• _WHAT TO WORK ON_
Leave out the pictures and restate the rest of the data exactly.

Segment Open

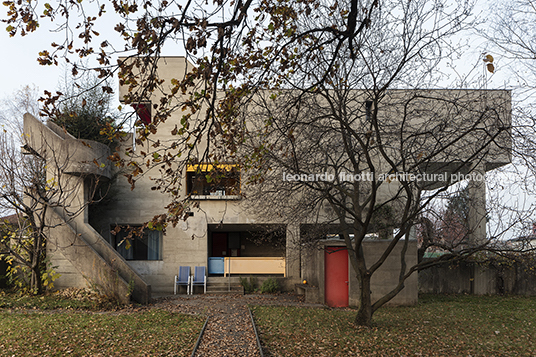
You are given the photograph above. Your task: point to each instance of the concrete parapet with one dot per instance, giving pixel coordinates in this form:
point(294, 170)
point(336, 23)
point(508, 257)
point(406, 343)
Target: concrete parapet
point(74, 156)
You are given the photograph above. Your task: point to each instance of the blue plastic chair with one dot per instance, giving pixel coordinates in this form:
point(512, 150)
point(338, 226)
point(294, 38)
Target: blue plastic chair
point(184, 278)
point(200, 278)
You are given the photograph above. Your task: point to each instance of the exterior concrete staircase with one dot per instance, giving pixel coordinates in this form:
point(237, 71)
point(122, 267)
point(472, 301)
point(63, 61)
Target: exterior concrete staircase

Segment Closed

• _TASK OUTPUT_
You are given the photograph above. Your task: point to each instance of the concrete parapet with one dot per instance, giving pixel coordinates in this form:
point(294, 170)
point(336, 23)
point(508, 257)
point(406, 343)
Target: concrete parapet
point(74, 156)
You are given the photograph above. Your task: point to each instance of the blue plastic chair with one dot per instance, giving pixel coordinates in this form:
point(512, 150)
point(338, 226)
point(294, 38)
Target: blue plastic chair
point(184, 278)
point(200, 278)
You are given the photograph above. Your task: point to each instance of the exterior concrete staircase with one dot per instance, giving pixel coordinates in this form:
point(237, 71)
point(122, 267)
point(472, 301)
point(63, 61)
Target: exterior concrete staircase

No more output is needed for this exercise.